━━ DATA

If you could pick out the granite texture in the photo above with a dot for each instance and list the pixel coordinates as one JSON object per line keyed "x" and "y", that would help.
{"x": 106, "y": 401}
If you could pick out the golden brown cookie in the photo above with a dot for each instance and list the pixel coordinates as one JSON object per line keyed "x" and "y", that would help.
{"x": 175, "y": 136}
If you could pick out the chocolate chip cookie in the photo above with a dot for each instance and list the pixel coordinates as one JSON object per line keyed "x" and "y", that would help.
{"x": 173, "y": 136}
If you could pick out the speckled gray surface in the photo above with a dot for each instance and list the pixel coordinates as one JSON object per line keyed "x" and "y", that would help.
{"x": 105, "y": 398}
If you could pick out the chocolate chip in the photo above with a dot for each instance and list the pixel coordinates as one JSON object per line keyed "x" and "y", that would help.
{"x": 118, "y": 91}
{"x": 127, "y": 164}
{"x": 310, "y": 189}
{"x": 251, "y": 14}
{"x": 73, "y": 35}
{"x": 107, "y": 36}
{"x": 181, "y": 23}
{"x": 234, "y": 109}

━━━━

* [WHAT IS BEING ASKED] Copy every line above without changes.

* [SOLUTION TO THE EXERCISE]
If you could pick out the granite texture in the photo above with a dot for each instance and list the pixel coordinates as one JSON object per line keyed "x" and "y", that would help.
{"x": 106, "y": 401}
If you could pick out the golden brown cookie in the photo above with a dot for each instance and list the pixel coordinates as one JSON object per line keyed "x" and "y", that would help.
{"x": 175, "y": 136}
If you could pick out the chocolate chip cookie in the photo above with a dot for each instance and list the pixel coordinates as one JSON object per line keyed "x" and "y", that would help.
{"x": 173, "y": 136}
If you could pick out the speckled gray surface in the photo above with a dot for each instance and list the pixel coordinates as one JSON object per line keyed "x" and "y", that would help.
{"x": 105, "y": 398}
If you could pick out the chocolate chip in the photo above with a dot for each instance and list the pixel coordinates as one JSON object per line keyed "x" and "y", that would help.
{"x": 118, "y": 91}
{"x": 127, "y": 164}
{"x": 310, "y": 189}
{"x": 251, "y": 14}
{"x": 73, "y": 35}
{"x": 107, "y": 36}
{"x": 181, "y": 23}
{"x": 234, "y": 109}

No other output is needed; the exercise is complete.